JoomlaLock.com All4Share.net

KALBİN CANLILIĞI NE İLE?

kalp canlılığı

Kalbin Canlılığı Ne İle? - Gönül Pınarından

Sayı : 114 - Haziran 2017

 

Kalbin Canlılığı Ne İle?

 

Hamd alemlerin Rabbi olan Allah’adır. İslam, Kur’an ve sünnetten dolayı hamd O’nadır. Öyle bir hamd ki açık-gizli tüm nimetlerine uygun ve Zatı’nın cömertliğine ve celalinin yüceliğine yakışır. Allah’ın salatı, Efendimiz Muhammed’e (sav) O’nun aline, ashabına ve kıyamete kadar onlara uyanlara olsun ve onlara çokça selam olsun.

Kalp canlı olmasa hayat olur mu? Maddi hayat için olduğu gibi manevi hayat için de kalp diri olmalı. Müslüman bir kalbin hayat bulmasının tek ilacı ise, peygamberlerin yolunu izlemek ve onların bize miras bıraktığı insanı kamillerin peşinden gitmektir; çünkü onlar, bu kalbin dirilmesi için gayret eden gerçek uzman doktorlardır.

Kalbimizin canlı olması için önce sağlıklı olması lazımdır. Hastanın nasıl ağzının tadı olmazsa hasta kalp de hikmetten, nasihatten tad alamaz. İnsanın vücud merkezini ayakta tutan kalptir. İnsan belki hemen hissedemez fakat insanın kalbine yavaş yavaş giren gam, keder, üzüntü, kin ve nefret gibi virüsler kalbi zamanla sağlıksız hale getirir. Bu ise bedene yansır. Beden zamanla acı duymaya başlar. İşte o zaman kalbin bir manevi doktora ihtiyacı belirgin hale gelir. Doktorun teşhis ve reçetesine ihtiyacı vardır. 

Erenler gönül karanlığını gideren ilacın formülünü şu şekilde veriyor: “Tevbe kökünü istiğfar yaprağı ile karıştırıp gönül havanına koymalı, tevhid tokmağı ile dövüp insaf eleğinden eleyerek gözyaşı ile hamur etmeli, aşk ateşinde pişirip içine muhabbet-i Muhammediye balından katarak kanaat kaşığı ile gece gündüz yemeli.”

Manevi doktorun tarif buyurduğu diğer ilaçlarla da tedavi edilen kalp, şifa bulur, huzursuzluklardan kurtulur ve canlanmaya başlar. Bundan etkilenen diğer azalar da harekete geçer. Peygamber Efendimiz (sav) buyururlar: “Dikkat edin, vücudunuzda bir et parçası vardır. O ıslah olursa bütün vücud kurtulur, o fesada uğrarsa bütün vücud fesada uğrar. O et parçası kalptir.”

- Verilen Öğeler
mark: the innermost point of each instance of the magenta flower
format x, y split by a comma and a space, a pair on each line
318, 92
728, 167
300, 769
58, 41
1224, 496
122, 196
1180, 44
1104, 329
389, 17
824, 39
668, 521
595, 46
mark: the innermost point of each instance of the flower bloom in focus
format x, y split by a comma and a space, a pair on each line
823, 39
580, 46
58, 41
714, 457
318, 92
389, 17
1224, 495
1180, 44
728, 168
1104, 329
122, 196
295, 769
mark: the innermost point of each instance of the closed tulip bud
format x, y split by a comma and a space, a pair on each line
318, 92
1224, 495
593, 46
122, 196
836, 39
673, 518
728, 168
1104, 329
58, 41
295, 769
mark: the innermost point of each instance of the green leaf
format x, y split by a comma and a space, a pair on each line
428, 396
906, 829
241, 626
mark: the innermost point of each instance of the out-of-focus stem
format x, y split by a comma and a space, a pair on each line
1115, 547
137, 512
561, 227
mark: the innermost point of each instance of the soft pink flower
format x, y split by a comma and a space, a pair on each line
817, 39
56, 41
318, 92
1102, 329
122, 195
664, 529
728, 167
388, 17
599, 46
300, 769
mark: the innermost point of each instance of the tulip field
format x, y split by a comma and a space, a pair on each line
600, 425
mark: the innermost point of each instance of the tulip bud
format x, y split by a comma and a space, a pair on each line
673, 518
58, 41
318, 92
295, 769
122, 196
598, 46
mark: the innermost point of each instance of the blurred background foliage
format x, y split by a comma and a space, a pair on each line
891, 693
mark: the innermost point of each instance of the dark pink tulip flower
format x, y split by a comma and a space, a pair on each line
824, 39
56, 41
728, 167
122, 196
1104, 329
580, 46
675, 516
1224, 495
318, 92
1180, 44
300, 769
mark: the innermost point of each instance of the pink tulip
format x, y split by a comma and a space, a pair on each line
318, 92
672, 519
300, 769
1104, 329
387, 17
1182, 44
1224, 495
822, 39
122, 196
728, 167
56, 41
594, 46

- Yapacağınız İş
Kalbin canlılığı üzerine yazının "kalp canlılığı" sözleriyle başlayan bölümünü "çokça selam olsun." sözlerinden sonra bitirerek yeniden yazın ve bu bölümde "cömertliğine" yerine "keremine" kullanın. Öğeler, yazıdan bağımsız ayrı bir malzemedir.

- Görevin Çözümü
kalp canlılığı

Kalbin Canlılığı Ne İle? - Gönül Pınarından

Sayı : 114 - Haziran 2017

 

Kalbin Canlılığı Ne İle?

 

Hamd alemlerin Rabbi olan Allah’adır. İslam, Kur’an ve sünnetten dolayı hamd O’nadır. Öyle bir hamd ki açık-gizli tüm nimetlerine uygun ve Zatı’nın keremine ve celalinin yüceliğine yakışır. Allah’ın salatı, Efendimiz Muhammed’e (sav) O’nun aline, ashabına ve kıyamete kadar onlara uyanlara olsun ve onlara çokça selam olsun.